_PROBLEM_:
Return each line of the rows below that contains the string "mountain", matching case exactly.

_MATERIALS PROVIDED_:
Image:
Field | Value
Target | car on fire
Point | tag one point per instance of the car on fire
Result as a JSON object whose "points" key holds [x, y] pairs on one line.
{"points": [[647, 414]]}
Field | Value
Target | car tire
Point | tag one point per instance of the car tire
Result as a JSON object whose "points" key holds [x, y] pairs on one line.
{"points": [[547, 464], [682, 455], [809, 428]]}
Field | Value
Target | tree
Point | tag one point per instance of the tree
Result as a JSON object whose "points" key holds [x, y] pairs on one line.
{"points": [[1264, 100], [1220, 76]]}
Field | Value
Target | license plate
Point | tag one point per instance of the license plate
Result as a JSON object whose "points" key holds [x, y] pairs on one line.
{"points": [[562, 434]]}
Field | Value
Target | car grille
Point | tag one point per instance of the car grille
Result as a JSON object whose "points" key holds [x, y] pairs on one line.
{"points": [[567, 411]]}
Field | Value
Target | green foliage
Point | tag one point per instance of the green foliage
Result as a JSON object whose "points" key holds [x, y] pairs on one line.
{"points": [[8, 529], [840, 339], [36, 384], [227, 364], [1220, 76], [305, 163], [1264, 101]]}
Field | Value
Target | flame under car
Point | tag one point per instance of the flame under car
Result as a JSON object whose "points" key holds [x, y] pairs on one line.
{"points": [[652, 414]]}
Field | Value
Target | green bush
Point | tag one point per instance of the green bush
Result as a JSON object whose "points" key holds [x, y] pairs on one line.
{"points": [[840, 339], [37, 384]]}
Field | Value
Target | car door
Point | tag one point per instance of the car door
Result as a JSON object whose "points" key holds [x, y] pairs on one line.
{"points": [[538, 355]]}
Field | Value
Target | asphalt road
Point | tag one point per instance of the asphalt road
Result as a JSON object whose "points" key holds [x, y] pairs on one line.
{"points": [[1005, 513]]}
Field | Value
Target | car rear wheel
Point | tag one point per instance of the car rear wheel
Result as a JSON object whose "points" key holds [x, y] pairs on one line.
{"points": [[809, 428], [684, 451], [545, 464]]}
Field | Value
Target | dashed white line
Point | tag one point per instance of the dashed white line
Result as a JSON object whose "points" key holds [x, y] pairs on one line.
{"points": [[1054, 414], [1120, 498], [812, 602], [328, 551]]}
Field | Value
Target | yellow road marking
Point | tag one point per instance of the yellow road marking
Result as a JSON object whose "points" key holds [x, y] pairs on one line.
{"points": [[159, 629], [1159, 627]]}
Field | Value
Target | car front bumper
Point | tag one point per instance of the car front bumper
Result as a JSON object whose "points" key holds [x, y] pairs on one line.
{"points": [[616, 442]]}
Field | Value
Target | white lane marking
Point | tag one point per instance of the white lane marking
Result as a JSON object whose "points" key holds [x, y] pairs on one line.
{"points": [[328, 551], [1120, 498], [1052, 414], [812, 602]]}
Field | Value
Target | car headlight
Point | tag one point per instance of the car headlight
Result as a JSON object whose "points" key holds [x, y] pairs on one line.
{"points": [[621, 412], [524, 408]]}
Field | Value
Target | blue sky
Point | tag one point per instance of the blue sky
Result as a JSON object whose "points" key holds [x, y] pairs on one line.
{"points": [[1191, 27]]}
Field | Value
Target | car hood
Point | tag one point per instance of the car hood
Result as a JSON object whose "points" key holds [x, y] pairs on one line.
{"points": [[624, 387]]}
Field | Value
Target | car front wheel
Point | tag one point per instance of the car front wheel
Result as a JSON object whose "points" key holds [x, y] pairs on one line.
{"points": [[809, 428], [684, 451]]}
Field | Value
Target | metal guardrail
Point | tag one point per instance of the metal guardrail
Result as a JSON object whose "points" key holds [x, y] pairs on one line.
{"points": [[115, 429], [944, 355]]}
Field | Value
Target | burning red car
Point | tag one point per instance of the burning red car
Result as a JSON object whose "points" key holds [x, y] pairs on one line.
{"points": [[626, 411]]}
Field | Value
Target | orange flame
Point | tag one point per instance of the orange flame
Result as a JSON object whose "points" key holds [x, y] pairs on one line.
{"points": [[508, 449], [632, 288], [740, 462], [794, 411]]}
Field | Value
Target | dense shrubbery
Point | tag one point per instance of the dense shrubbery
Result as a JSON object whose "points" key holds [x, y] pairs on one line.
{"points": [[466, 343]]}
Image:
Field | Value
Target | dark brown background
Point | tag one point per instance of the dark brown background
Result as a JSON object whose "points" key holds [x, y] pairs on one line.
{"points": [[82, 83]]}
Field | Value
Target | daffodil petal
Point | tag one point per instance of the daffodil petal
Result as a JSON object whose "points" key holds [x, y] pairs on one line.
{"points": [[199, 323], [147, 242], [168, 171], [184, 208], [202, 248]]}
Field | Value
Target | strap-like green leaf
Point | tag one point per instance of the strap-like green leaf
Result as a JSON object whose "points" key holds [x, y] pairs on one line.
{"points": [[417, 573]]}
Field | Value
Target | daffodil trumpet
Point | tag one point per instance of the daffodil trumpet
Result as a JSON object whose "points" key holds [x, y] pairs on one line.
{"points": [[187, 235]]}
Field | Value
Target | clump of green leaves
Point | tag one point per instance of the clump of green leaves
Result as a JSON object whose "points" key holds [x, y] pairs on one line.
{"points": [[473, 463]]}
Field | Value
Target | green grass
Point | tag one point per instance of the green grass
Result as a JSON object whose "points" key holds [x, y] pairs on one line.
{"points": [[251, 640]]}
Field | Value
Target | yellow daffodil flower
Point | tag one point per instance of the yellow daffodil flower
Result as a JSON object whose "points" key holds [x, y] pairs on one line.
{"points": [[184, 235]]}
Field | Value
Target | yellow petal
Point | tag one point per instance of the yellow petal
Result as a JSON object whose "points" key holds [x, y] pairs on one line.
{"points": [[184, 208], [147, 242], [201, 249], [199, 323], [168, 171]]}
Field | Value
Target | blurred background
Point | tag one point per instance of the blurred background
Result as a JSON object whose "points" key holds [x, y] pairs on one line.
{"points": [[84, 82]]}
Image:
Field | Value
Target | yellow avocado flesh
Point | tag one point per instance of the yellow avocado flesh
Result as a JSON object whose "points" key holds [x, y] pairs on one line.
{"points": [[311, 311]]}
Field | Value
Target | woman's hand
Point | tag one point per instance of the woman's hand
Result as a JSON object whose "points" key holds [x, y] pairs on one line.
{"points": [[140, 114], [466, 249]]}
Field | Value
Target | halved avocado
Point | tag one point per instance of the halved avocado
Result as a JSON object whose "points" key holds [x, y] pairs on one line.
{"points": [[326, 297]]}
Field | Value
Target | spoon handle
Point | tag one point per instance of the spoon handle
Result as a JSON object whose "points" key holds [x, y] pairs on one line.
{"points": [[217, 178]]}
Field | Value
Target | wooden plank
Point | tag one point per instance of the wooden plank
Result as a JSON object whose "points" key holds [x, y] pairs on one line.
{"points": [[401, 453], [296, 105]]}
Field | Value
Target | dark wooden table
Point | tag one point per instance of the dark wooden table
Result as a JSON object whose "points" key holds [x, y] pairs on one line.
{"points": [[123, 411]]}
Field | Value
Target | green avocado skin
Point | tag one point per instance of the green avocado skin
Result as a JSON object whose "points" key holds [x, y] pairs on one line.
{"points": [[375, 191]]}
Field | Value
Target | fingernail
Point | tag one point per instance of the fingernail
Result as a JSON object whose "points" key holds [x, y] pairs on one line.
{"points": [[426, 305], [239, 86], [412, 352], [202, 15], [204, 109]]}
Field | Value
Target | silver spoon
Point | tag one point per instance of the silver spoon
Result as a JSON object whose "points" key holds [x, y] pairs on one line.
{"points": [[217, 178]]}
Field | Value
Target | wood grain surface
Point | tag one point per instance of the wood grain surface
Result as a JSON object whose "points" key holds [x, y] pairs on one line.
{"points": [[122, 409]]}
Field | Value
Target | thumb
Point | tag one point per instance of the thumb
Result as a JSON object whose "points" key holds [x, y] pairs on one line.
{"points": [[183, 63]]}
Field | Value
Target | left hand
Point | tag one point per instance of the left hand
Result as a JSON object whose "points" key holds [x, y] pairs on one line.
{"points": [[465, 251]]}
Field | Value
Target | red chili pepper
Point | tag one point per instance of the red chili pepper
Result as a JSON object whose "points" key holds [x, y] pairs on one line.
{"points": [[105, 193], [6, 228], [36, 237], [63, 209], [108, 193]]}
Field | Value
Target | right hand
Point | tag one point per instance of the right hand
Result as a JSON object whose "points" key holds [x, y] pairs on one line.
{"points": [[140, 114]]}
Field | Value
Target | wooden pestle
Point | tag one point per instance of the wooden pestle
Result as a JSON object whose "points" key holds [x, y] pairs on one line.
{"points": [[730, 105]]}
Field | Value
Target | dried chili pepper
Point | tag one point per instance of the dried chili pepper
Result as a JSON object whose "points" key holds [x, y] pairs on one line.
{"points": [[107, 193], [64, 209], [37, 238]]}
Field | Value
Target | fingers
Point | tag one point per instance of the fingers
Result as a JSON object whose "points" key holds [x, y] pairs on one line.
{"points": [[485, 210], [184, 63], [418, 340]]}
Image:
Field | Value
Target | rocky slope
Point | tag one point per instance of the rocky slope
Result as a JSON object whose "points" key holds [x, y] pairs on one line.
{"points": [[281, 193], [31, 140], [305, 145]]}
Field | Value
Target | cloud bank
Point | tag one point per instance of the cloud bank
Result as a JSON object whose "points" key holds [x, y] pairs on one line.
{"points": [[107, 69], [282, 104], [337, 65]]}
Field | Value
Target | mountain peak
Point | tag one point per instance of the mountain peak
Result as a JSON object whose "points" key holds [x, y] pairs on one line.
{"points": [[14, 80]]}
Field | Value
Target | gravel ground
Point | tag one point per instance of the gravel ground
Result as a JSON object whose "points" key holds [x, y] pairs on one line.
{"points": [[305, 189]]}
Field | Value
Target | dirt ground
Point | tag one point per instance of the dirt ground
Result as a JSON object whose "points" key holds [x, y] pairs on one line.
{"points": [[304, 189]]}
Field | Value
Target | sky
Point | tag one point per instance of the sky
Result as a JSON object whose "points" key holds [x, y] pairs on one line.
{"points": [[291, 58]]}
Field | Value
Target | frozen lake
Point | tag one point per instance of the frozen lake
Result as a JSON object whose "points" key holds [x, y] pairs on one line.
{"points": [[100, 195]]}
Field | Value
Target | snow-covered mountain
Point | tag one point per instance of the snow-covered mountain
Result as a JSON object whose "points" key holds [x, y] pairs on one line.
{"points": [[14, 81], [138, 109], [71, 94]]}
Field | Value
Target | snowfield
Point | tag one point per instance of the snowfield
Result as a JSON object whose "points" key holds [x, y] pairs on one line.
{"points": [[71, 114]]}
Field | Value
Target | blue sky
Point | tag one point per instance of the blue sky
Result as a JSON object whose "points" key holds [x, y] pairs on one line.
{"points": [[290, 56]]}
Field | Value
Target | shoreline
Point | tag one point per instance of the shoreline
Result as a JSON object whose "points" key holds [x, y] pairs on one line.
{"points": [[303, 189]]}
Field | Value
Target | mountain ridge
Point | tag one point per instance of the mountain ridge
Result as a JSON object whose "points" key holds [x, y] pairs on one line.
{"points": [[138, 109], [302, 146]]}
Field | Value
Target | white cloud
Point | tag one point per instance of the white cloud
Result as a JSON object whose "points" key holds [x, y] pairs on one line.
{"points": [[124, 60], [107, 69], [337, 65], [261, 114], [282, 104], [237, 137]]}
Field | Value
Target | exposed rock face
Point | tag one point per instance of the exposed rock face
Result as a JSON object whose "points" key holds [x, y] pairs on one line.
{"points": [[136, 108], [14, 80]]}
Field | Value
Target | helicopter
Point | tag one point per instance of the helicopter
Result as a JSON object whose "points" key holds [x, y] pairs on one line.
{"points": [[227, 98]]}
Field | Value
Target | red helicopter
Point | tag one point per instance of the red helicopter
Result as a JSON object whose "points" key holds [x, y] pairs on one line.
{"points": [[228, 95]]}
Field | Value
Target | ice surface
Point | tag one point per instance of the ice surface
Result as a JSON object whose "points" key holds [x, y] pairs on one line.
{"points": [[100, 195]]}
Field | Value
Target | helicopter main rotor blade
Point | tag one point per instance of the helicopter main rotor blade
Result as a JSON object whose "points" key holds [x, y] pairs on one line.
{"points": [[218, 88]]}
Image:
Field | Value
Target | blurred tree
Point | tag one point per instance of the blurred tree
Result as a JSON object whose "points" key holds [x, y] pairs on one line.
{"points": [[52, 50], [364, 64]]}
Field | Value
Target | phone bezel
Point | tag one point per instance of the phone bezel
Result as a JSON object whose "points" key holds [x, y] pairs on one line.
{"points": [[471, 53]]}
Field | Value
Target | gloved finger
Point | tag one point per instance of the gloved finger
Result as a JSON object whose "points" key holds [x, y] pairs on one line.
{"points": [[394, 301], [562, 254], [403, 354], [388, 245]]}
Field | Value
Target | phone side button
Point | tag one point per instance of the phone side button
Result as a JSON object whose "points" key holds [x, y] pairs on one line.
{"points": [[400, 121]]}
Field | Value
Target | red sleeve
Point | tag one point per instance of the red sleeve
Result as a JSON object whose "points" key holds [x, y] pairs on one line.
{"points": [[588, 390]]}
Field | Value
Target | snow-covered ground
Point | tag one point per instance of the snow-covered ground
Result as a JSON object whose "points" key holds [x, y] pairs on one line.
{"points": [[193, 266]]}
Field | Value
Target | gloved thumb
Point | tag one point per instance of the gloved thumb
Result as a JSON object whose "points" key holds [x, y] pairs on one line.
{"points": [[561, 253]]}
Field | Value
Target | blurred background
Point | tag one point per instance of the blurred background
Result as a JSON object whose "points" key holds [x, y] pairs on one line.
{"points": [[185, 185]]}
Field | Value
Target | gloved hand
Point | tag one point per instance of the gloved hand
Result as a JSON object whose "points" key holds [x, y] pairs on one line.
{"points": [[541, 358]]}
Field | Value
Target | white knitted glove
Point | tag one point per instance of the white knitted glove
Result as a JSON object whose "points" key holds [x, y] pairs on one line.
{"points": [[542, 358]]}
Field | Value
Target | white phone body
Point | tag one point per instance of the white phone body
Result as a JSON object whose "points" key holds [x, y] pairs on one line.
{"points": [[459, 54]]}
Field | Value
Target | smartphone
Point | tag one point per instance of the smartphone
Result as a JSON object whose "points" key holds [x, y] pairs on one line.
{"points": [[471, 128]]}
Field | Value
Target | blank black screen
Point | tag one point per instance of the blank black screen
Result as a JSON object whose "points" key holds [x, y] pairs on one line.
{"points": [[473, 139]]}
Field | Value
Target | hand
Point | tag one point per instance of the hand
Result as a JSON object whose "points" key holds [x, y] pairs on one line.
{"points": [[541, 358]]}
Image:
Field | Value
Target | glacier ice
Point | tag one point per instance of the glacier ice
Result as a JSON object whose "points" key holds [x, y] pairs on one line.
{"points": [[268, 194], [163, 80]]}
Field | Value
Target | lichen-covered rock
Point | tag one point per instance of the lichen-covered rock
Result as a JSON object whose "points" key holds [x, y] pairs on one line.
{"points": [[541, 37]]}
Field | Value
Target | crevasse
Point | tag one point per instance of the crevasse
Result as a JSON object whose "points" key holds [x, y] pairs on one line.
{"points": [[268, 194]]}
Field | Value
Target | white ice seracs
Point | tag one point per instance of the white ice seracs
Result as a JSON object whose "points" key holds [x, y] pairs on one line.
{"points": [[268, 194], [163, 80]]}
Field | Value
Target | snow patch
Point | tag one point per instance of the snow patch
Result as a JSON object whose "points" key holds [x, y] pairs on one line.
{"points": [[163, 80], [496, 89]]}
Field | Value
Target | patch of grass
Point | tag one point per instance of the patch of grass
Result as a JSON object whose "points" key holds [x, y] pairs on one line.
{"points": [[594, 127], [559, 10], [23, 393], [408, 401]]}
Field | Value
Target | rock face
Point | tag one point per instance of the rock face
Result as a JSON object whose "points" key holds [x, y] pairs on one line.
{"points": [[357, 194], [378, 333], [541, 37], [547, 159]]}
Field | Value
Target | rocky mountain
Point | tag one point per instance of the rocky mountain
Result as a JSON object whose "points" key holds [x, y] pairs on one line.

_COMPLETE ANSWER_:
Target | mountain peak
Point | tag one point per instance of the mountain peak
Target | snow-covered mountain
Point | tag one point per instance of the snow-covered mountain
Target | mountain ridge
Point | tag one point per instance of the mountain ridge
Target | rocky mountain
Point | tag one point per instance of the rocky mountain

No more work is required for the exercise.